## ФРАГМЕНТ ДОКУМЕНТА:
И в эту вещицу всажены «Вести». Да дважды подряд! Проклятые «Вести», от которых зрители бегут в Художественный театр имени Чехова смотреть, как Евстигнеев играет Гоголя, – «Вести» настигают и там. Крым, немцы, автономия…
Побойтесь Бога! Я езжу к женщинам, да только не за этим. Зачем это нам? Мы пришли не на диспут депутатов, а в театр.
А на сцене одна натяжка тащит за собой другую. В «Игроках» сын помещика Глова рвется в гусары, к шампанскому, к карточному столу. «Ва-банк! ва-банк!» – и двухсот тысяч как не бывало.
Странно слушать, как сынок рвется «в армию» (инсценировщику пришлось-таки заменить слово, ибо гусарских полков в России сейчас нету).
Не смешно. Не рвутся в армию сынки академиков. Поменяв помещика на академика, надо было и дальше валить без оглядки. Юноша должен, разумеется, рваться в брокеры. Да вот беда, нашим юным брокерам отнюдь не свойственно пить до бесчувствия и проигрываться до нитки. Эти наши юноши – как стальной капкан.
Следовало бы и суммы менять. Если Ихарев такой ухарь, что горничной «Мальборо» блоками сует, – глупо с придыханием, с замиранием в голосе мечтать о двухстах тысячах рублей. Это же всего-то пол «жигуля».

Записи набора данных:
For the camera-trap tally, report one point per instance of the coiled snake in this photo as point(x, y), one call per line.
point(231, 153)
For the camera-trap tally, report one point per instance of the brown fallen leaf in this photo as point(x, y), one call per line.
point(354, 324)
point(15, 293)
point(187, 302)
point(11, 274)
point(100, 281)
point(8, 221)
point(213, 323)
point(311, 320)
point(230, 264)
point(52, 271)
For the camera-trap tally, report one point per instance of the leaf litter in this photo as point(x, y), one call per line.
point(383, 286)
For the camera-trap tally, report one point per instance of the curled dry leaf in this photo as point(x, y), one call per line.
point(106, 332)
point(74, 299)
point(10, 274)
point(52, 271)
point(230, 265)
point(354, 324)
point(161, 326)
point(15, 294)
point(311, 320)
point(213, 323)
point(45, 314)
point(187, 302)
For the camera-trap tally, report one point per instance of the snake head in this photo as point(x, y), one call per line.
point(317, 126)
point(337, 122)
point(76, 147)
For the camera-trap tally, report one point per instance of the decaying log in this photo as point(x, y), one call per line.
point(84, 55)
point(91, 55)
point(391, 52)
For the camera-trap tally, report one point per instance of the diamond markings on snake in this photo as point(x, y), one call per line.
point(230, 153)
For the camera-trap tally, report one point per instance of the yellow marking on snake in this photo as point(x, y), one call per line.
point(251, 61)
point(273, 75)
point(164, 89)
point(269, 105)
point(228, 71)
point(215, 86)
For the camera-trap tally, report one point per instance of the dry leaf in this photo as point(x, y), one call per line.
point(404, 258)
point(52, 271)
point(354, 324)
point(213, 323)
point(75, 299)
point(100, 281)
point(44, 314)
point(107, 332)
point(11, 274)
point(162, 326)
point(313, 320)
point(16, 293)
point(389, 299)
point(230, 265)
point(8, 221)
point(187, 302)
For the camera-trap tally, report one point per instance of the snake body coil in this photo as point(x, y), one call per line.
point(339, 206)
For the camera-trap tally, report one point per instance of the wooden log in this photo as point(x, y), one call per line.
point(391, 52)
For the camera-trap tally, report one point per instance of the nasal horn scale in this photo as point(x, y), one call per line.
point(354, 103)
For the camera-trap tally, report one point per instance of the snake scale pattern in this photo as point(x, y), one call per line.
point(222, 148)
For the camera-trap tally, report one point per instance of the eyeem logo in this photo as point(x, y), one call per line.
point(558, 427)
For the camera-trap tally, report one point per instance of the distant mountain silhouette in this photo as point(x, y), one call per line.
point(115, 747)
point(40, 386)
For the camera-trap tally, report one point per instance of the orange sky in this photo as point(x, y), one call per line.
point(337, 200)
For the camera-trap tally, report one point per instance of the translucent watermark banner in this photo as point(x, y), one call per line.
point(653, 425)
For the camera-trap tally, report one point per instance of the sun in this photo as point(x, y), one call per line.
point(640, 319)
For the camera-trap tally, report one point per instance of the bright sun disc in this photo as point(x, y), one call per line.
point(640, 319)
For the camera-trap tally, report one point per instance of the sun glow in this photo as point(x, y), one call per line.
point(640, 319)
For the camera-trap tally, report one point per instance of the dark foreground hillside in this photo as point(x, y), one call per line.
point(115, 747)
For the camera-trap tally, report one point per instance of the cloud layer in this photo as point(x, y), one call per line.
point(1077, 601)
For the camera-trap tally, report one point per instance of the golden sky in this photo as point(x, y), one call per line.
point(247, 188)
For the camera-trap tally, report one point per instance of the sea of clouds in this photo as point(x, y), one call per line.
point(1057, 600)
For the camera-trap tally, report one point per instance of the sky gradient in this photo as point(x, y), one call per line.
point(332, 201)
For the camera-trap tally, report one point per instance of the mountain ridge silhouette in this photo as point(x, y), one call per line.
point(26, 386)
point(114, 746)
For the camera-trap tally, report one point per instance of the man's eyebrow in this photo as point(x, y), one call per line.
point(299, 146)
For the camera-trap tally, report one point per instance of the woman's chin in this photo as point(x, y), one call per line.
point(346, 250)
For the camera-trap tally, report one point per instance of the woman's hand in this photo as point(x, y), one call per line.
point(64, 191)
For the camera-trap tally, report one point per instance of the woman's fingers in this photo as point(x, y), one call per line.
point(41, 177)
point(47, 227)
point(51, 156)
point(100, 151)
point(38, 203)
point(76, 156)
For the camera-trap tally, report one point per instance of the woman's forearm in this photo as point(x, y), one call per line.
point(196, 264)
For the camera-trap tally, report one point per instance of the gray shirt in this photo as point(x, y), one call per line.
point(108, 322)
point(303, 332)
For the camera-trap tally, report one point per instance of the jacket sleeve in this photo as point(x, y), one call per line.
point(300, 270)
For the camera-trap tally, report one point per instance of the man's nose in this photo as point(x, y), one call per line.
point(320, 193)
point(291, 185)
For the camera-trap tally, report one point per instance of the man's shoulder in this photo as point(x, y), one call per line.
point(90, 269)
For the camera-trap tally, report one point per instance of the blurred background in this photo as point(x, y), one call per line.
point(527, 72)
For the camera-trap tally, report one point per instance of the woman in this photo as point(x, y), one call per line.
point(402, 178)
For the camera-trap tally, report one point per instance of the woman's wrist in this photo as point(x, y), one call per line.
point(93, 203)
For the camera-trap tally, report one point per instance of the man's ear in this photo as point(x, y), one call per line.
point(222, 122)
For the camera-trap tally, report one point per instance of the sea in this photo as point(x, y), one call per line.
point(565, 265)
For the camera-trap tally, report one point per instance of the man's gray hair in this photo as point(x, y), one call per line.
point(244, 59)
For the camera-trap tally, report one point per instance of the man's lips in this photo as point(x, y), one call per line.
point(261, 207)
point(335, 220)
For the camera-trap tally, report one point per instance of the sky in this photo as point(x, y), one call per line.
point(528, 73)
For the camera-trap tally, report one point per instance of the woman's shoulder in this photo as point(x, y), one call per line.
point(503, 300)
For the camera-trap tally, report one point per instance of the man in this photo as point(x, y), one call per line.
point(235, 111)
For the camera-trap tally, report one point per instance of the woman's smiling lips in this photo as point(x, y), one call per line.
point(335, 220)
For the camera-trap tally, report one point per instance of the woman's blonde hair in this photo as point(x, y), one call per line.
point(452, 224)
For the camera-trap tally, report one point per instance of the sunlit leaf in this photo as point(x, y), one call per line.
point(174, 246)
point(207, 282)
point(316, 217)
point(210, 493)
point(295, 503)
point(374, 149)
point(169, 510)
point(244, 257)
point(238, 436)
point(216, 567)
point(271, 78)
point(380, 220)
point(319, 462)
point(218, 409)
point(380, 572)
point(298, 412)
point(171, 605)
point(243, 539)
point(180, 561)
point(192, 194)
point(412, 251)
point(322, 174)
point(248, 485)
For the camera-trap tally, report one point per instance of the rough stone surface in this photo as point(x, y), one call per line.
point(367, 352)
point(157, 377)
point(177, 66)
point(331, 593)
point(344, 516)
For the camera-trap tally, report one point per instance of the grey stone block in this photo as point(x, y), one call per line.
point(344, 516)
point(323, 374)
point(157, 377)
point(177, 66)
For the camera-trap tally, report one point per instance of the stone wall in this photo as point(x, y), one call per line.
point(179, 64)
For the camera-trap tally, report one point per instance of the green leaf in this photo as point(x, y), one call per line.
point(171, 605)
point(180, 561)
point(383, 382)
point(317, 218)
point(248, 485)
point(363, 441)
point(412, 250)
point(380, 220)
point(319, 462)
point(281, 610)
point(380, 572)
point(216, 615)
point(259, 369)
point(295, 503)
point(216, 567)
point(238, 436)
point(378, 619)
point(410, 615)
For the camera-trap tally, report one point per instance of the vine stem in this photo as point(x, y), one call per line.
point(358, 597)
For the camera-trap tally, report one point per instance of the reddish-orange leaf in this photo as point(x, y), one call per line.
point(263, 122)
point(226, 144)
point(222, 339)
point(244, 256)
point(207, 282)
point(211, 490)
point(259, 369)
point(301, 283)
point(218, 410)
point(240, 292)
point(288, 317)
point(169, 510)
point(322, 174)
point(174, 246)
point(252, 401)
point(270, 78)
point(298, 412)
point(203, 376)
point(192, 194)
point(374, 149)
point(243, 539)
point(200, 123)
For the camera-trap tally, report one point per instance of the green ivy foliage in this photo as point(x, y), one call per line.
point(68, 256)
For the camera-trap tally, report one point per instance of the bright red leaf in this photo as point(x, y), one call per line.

## УСЛОВИЕ ЗАДАНИЯ:
Продолжите рецензию на спектакль по гоголевским «Игрокам» с того места, где она заканчивается, то есть сразу после фразы «Это же всего-то пол „жигуля“».

## РЕЗУЛЬТАТ:
Перевели действие в сегодня, курим «Мальборо», звоним по телефону, переделываем помещиков в академиков – чего же робеть? – следует довести суммы до приличного на сегодняшний день уровня. Двести тысяц в ценах 1842 года это сегодня никак не менее двадцати миллионов. И придыхание оправдается.
А еще бы и индексацию ввести. Играя спектакль, делать бы поправки соответственно инфляции.
Но артисты – чудесные! Любо-дорого смотреть!
А вот что они играют? В банк, в банчик, и термины все точные (по Гоголю): пароле, пароле пе, ва-банк. Но говорят одно, а делают другое – карты банкомет не мечет, а раздает всем поровну. Ходят по очереди, шлепают картами, как занюханные курортники. Преферанс? петух? – игры долгие, сонные. Если уж кричишь «ва-банк!» – тогда никакой раздачи, никаких ходов.
Дотошная верность ялтинских деталей и странное невнимание к слову Гоголя.
Мелочи? Для кого это мелочи, тот не понимает, вероятно, природы искусства. Неверное слово, неточная интонация, фальшивый жест – такая же мелочь на сцене, как лишний бемоль в оркестре. Для профана «без разницы», для ценителя – мучение.
Введены не только «Вести». Введено «социально значимое» из Гоголя. А зачем?
Игроки до ужаса современны характерами. В пьесе сплошь жулики и шулера. В жизни – тоже. Ну, не воруют в «Игроках» гуманитарную помощь – что ж за беда? Воровали иное, но те же комитеты по богоугодным заведениям, те же почтмейстеры потрошили конверты… Играли не в наперсток, а в банк, но жульничали так же.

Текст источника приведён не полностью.